* _Text segment_:
While the brain is less active when we sleep, sustaining this physiological state helps us relax and nourishes the health of our minds and bodies.
Bernardo Uribe García Clinical Neurologist
How is the quality of your sleep? How many minutes to does it normally take you to fall asleep? How many times in the last month did you wake up in the middle of the night? Have you taken any over-the-counter products or prescribed medications in order to get a full night’s sleep? Answering these questions may help you better understand the quality of your sleep.
To start, it is important to establish a definition for sleep. Clinical neurologist Bernardo Uribe García has the answer, “It is a phase in which the brain does not stop working. It consolidates information and memories that were received throughout the day and releases chemical substances that improve your circulation, in addition to other activities.”

* _Source data_:
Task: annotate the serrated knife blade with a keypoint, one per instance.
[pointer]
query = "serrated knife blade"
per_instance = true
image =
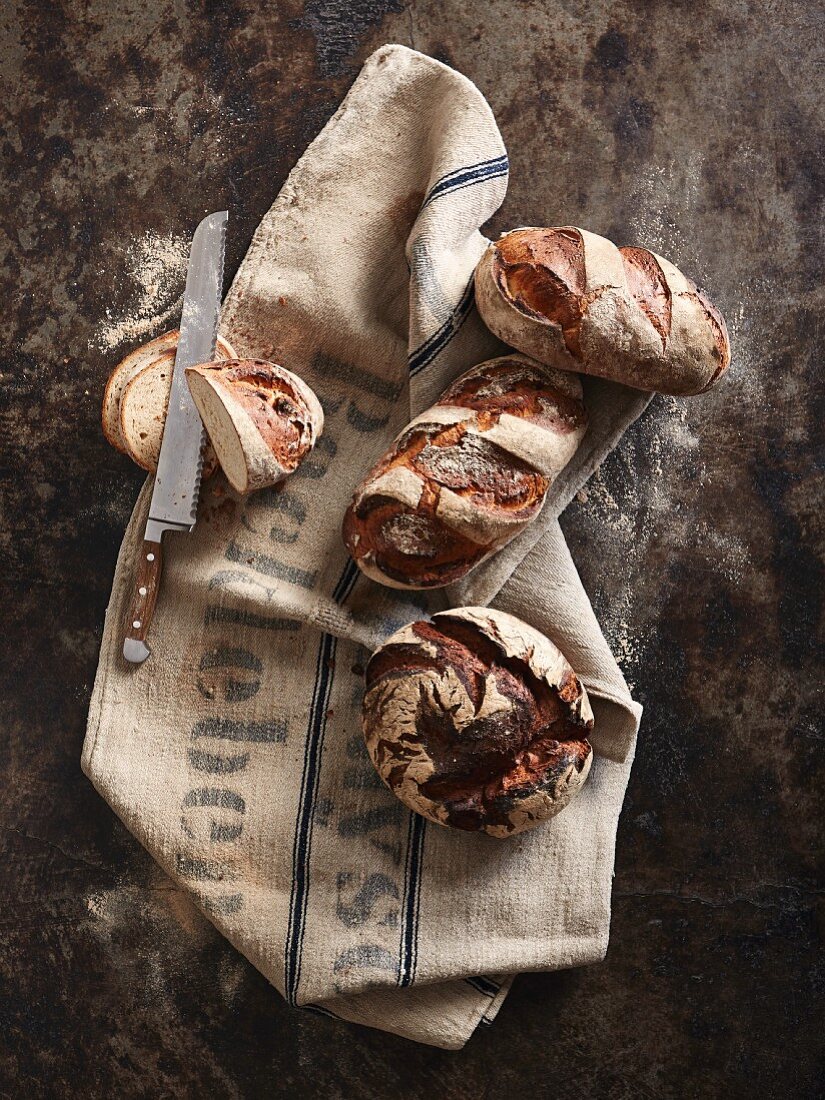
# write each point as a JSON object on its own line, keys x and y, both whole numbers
{"x": 177, "y": 482}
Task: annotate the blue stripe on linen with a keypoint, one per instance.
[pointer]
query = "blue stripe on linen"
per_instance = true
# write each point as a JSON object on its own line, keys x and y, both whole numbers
{"x": 344, "y": 586}
{"x": 301, "y": 846}
{"x": 435, "y": 344}
{"x": 466, "y": 176}
{"x": 411, "y": 900}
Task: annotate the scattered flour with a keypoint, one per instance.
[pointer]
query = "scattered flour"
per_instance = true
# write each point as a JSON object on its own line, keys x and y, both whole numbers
{"x": 627, "y": 513}
{"x": 155, "y": 267}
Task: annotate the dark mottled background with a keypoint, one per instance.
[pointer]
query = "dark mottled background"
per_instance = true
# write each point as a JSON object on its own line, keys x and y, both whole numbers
{"x": 694, "y": 128}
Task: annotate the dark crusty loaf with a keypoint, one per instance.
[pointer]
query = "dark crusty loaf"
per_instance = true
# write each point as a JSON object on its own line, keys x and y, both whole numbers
{"x": 476, "y": 721}
{"x": 466, "y": 475}
{"x": 261, "y": 418}
{"x": 574, "y": 300}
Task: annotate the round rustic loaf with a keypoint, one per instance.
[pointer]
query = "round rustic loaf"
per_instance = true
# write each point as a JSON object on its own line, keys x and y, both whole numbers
{"x": 465, "y": 476}
{"x": 261, "y": 418}
{"x": 136, "y": 396}
{"x": 574, "y": 300}
{"x": 476, "y": 721}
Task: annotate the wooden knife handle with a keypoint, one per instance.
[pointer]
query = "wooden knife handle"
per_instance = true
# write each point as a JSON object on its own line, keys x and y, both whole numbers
{"x": 142, "y": 605}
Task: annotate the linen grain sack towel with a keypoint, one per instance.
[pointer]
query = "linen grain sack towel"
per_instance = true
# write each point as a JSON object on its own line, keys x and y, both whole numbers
{"x": 234, "y": 752}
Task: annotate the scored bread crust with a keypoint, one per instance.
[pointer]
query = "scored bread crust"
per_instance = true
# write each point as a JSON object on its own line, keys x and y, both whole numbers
{"x": 261, "y": 418}
{"x": 466, "y": 475}
{"x": 574, "y": 300}
{"x": 477, "y": 722}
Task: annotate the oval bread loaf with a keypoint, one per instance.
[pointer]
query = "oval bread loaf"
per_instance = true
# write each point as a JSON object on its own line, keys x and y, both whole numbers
{"x": 261, "y": 418}
{"x": 476, "y": 721}
{"x": 136, "y": 396}
{"x": 465, "y": 476}
{"x": 574, "y": 300}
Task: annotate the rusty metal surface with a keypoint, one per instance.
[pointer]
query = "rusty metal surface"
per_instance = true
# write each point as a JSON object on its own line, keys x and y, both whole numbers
{"x": 694, "y": 129}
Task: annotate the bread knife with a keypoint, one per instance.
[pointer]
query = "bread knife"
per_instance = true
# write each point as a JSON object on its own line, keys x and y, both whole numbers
{"x": 177, "y": 482}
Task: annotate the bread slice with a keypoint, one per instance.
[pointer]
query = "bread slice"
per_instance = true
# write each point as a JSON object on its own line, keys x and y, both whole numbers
{"x": 143, "y": 404}
{"x": 261, "y": 418}
{"x": 120, "y": 378}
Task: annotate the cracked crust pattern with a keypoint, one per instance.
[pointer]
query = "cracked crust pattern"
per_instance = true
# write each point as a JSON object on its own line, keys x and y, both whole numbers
{"x": 572, "y": 299}
{"x": 477, "y": 722}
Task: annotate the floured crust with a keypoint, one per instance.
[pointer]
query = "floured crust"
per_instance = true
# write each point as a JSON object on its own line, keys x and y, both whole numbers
{"x": 477, "y": 722}
{"x": 465, "y": 476}
{"x": 261, "y": 418}
{"x": 138, "y": 430}
{"x": 574, "y": 300}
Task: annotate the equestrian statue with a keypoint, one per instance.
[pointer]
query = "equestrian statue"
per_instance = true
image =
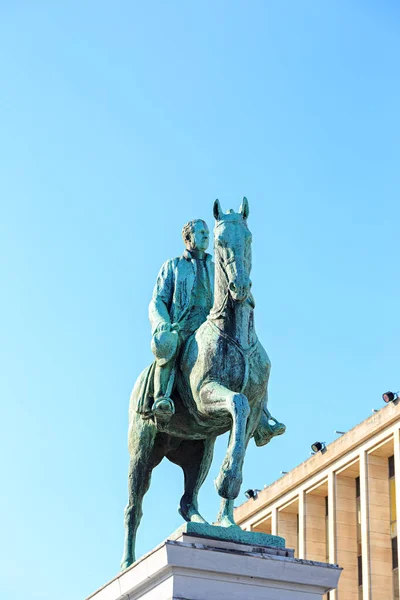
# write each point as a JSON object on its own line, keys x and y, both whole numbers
{"x": 209, "y": 376}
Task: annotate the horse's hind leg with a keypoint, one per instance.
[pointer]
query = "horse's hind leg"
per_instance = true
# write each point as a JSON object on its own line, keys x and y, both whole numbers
{"x": 145, "y": 455}
{"x": 195, "y": 458}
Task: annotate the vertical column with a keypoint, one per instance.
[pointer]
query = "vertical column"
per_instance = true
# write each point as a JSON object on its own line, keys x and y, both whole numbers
{"x": 346, "y": 537}
{"x": 364, "y": 526}
{"x": 332, "y": 523}
{"x": 396, "y": 452}
{"x": 380, "y": 543}
{"x": 316, "y": 528}
{"x": 274, "y": 521}
{"x": 287, "y": 527}
{"x": 302, "y": 526}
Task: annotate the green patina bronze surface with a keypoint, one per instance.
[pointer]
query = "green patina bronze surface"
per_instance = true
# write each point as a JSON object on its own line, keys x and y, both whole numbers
{"x": 229, "y": 534}
{"x": 209, "y": 376}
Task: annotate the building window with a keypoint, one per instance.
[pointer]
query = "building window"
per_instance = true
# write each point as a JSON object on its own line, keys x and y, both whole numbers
{"x": 359, "y": 547}
{"x": 393, "y": 527}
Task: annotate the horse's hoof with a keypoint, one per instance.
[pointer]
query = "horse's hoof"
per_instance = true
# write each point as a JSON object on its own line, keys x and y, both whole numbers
{"x": 227, "y": 522}
{"x": 163, "y": 409}
{"x": 191, "y": 516}
{"x": 263, "y": 435}
{"x": 228, "y": 485}
{"x": 126, "y": 563}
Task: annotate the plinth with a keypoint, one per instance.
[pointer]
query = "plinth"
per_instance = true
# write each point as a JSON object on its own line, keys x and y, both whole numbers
{"x": 191, "y": 566}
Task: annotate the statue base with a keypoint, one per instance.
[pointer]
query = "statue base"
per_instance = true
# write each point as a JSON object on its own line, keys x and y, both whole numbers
{"x": 193, "y": 565}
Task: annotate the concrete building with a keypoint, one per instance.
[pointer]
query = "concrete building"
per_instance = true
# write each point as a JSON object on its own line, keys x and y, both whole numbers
{"x": 340, "y": 506}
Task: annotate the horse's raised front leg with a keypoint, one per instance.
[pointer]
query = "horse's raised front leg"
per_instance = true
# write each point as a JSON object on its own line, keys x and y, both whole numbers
{"x": 195, "y": 458}
{"x": 217, "y": 399}
{"x": 145, "y": 455}
{"x": 225, "y": 516}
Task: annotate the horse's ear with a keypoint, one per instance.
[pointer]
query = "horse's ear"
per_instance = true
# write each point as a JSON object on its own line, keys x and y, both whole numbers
{"x": 217, "y": 210}
{"x": 244, "y": 208}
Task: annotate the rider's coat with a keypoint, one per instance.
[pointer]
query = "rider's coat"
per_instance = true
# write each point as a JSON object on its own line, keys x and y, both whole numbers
{"x": 174, "y": 287}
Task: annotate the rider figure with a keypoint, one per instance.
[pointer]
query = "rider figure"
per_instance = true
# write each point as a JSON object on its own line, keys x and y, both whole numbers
{"x": 182, "y": 299}
{"x": 181, "y": 302}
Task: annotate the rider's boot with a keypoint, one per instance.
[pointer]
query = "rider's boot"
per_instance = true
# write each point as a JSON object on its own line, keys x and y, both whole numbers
{"x": 266, "y": 429}
{"x": 163, "y": 407}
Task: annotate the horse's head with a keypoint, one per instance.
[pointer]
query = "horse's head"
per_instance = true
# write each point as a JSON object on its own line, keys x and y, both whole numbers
{"x": 232, "y": 248}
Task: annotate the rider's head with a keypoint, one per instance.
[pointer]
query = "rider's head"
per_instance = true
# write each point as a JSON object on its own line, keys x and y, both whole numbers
{"x": 196, "y": 235}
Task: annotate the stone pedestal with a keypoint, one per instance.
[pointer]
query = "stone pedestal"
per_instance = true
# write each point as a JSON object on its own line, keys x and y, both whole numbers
{"x": 189, "y": 566}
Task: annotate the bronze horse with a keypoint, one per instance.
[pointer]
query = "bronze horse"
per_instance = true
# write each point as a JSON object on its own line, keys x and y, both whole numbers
{"x": 221, "y": 386}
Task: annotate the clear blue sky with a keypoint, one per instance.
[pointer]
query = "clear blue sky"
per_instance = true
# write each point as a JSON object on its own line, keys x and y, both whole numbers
{"x": 119, "y": 122}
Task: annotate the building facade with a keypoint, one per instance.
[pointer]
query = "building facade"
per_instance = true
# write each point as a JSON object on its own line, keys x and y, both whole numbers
{"x": 340, "y": 506}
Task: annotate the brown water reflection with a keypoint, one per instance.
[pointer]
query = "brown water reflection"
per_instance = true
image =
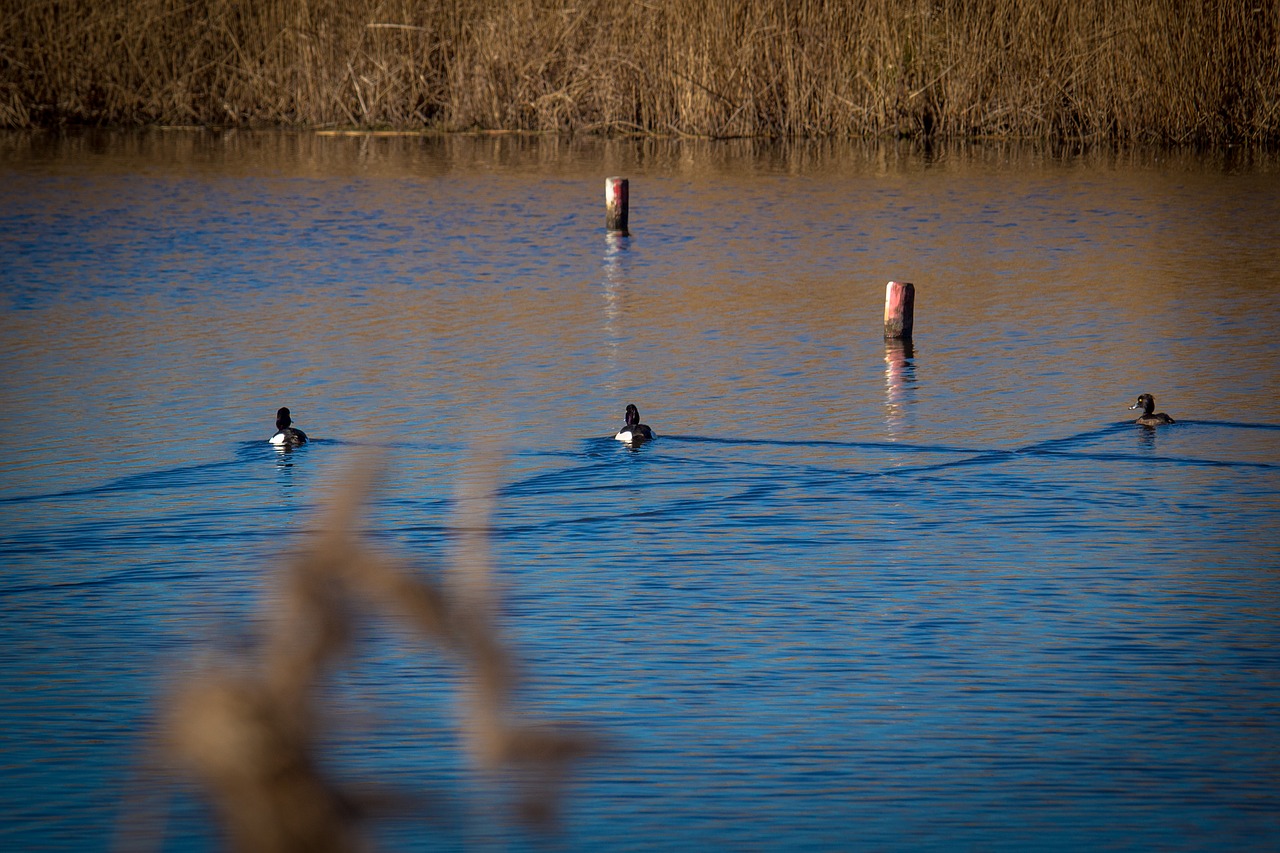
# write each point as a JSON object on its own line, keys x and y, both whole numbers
{"x": 924, "y": 588}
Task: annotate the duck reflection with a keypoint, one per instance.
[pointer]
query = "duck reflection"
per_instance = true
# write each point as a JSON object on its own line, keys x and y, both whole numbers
{"x": 899, "y": 383}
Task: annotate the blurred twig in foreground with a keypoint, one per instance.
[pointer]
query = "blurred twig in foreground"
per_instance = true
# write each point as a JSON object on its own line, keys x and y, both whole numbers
{"x": 248, "y": 734}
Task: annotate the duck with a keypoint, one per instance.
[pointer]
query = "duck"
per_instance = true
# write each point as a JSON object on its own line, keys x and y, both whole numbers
{"x": 634, "y": 432}
{"x": 1147, "y": 404}
{"x": 286, "y": 434}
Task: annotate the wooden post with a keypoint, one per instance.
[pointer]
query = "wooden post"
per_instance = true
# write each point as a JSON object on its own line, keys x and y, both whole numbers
{"x": 899, "y": 309}
{"x": 616, "y": 205}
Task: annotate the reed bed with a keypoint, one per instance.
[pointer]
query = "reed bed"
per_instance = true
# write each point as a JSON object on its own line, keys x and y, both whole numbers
{"x": 1127, "y": 71}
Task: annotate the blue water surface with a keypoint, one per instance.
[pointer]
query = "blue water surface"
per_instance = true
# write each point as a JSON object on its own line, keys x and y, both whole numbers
{"x": 858, "y": 594}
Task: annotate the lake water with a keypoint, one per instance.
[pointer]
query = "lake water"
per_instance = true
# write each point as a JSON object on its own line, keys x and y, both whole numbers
{"x": 855, "y": 596}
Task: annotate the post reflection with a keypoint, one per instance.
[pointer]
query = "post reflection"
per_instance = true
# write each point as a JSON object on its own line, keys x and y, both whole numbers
{"x": 616, "y": 247}
{"x": 899, "y": 383}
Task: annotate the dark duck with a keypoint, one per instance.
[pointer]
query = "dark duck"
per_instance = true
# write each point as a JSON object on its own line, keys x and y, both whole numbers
{"x": 634, "y": 432}
{"x": 286, "y": 434}
{"x": 1150, "y": 416}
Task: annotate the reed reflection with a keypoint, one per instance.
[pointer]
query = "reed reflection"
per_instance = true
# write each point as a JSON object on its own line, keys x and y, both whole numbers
{"x": 899, "y": 383}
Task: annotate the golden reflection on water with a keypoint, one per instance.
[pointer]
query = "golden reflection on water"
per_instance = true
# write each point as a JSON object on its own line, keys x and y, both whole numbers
{"x": 444, "y": 284}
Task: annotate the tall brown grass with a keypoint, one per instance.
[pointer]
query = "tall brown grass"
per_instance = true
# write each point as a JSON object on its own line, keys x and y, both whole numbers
{"x": 1127, "y": 71}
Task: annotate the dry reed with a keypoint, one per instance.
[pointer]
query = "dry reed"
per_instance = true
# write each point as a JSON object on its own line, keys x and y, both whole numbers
{"x": 1155, "y": 71}
{"x": 248, "y": 731}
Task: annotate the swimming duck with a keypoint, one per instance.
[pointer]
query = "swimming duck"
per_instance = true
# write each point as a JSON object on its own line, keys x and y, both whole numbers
{"x": 287, "y": 436}
{"x": 1147, "y": 404}
{"x": 634, "y": 432}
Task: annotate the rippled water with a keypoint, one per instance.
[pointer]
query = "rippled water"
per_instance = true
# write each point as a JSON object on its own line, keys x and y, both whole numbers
{"x": 855, "y": 596}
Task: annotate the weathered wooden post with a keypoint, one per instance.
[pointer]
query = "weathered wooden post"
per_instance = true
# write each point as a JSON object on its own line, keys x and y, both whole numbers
{"x": 899, "y": 309}
{"x": 616, "y": 205}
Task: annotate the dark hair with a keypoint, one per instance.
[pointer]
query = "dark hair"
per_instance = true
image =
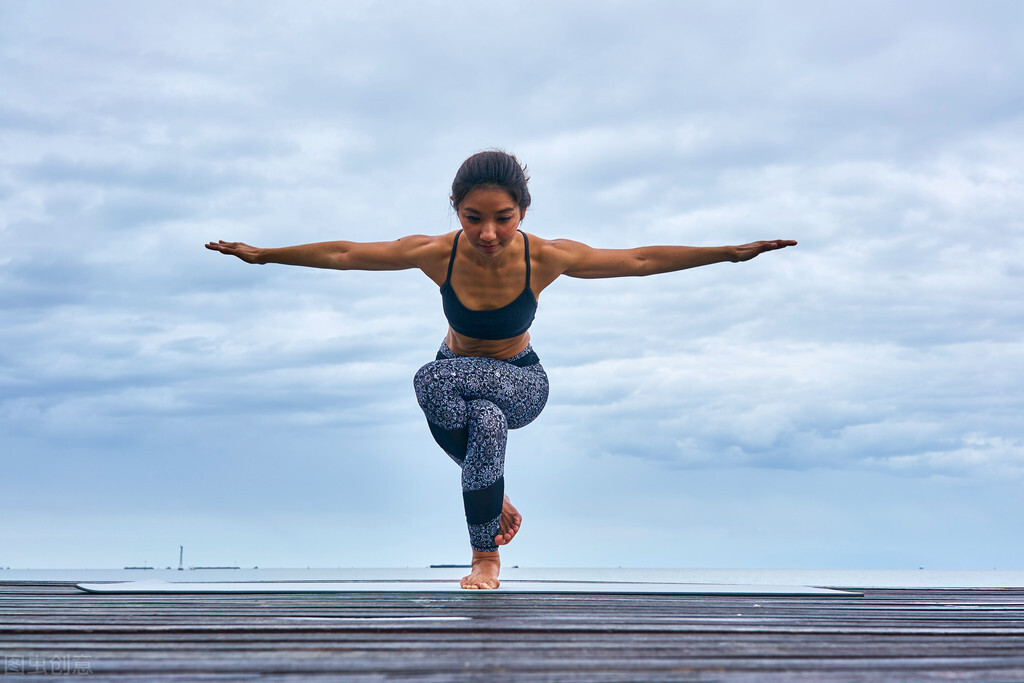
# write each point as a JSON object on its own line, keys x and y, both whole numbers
{"x": 492, "y": 169}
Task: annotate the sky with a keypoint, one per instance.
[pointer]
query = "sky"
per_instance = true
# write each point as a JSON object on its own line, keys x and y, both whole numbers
{"x": 851, "y": 402}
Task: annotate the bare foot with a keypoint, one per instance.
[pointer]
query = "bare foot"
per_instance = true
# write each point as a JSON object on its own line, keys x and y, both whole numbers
{"x": 485, "y": 567}
{"x": 509, "y": 526}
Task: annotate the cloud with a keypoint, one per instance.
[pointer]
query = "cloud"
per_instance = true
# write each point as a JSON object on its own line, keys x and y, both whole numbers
{"x": 884, "y": 349}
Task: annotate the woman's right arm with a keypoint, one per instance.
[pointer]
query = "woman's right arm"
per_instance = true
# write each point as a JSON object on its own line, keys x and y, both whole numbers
{"x": 398, "y": 254}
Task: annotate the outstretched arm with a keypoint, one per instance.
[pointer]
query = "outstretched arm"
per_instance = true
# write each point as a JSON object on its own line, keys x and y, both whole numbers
{"x": 581, "y": 260}
{"x": 396, "y": 255}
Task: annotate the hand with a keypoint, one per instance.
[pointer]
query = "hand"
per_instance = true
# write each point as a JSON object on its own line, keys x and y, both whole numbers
{"x": 747, "y": 252}
{"x": 240, "y": 249}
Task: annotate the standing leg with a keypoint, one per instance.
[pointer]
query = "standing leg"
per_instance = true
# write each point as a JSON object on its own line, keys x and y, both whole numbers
{"x": 470, "y": 403}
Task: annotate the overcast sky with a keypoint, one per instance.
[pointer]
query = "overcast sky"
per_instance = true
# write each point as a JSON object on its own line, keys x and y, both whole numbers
{"x": 852, "y": 402}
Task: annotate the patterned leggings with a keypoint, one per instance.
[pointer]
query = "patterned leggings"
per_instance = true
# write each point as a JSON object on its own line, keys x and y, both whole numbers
{"x": 470, "y": 403}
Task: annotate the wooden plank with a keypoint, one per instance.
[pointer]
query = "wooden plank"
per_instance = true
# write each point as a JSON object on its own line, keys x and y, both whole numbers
{"x": 889, "y": 634}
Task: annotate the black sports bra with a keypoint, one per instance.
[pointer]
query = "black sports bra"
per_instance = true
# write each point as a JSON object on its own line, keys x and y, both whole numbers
{"x": 505, "y": 323}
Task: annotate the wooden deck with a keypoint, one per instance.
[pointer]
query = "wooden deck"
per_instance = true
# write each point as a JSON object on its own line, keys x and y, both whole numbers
{"x": 888, "y": 634}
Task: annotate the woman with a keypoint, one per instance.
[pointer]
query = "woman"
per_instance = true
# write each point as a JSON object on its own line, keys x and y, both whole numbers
{"x": 486, "y": 378}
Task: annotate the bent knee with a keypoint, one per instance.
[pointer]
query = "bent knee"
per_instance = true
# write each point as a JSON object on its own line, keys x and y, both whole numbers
{"x": 487, "y": 416}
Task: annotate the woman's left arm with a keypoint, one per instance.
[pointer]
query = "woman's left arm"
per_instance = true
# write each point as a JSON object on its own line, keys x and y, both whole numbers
{"x": 581, "y": 260}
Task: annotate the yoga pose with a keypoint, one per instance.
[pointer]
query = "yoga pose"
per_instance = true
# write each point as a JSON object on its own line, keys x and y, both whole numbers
{"x": 486, "y": 378}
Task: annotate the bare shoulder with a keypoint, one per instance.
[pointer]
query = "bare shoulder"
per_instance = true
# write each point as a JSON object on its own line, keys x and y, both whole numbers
{"x": 552, "y": 258}
{"x": 555, "y": 252}
{"x": 429, "y": 253}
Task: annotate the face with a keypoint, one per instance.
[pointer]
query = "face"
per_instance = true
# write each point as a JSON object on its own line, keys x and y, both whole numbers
{"x": 489, "y": 218}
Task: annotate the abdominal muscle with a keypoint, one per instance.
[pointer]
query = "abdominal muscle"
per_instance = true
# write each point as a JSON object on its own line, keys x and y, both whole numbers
{"x": 503, "y": 349}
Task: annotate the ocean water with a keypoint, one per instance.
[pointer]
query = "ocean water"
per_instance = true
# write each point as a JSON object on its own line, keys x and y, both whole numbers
{"x": 816, "y": 578}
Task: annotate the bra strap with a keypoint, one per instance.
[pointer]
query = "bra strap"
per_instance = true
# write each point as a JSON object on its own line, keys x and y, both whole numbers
{"x": 455, "y": 246}
{"x": 525, "y": 242}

* _Assignment 1_:
Answer these questions from the text on sleep:
(a) What is Bernardo Uribe García's profession?
(b) According to the first sentence, sustaining sleep helps us relax and nourishes the health of what?
(c) In the definition of sleep, what does the brain consolidate?
* _Assignment 2_: Write the next part of the article on sleep, picking up after its final sentence.

* _Final answer 1_:
(a) He is a clinical neurologist.
(b) It nourishes the health of our minds and bodies.
(c) It consolidates information and memories received throughout the day.

* _Final answer 2_:
Sleeping is therefore not an interruption of your body’s vital functions at night, but rather recharges you with energy. This is why sleep disorders affect people not just at nighttime, but also mainly during a day’s activities.
A lack of sleep can cause fatigue, attention deficit disorders, affects concentration and memory, makes people irritable and leaves them in a depressed mood when doing their daily activities. Not having replenished sleep is also one of the main causes of traffic accidents as the study Prevalence of sleep complaints in Colombia at different altitudes reveals, published in the Sleep Science journal. This study measured the impact of sleep disorders in over 5,000 people from different altitudes throughout Colombia.
Different types of sleep disorders
According to Uribe García and the Asociación Colombiana de Medicina del Sueño (ACMES, the Sleep Medicine Association of Colombia), there are about 100 different types of disorders that affect the quality of one’s sleep. They can be classified into four groups: insomnia, a disorder that affect one’s ability to fall or remain asleep; hypersomnia, excessive, constant and involuntary sleep; heart rate disorders, changes in the biological clock of sleep; and parasomnia, being constantly woken up by nightmares and night terrors.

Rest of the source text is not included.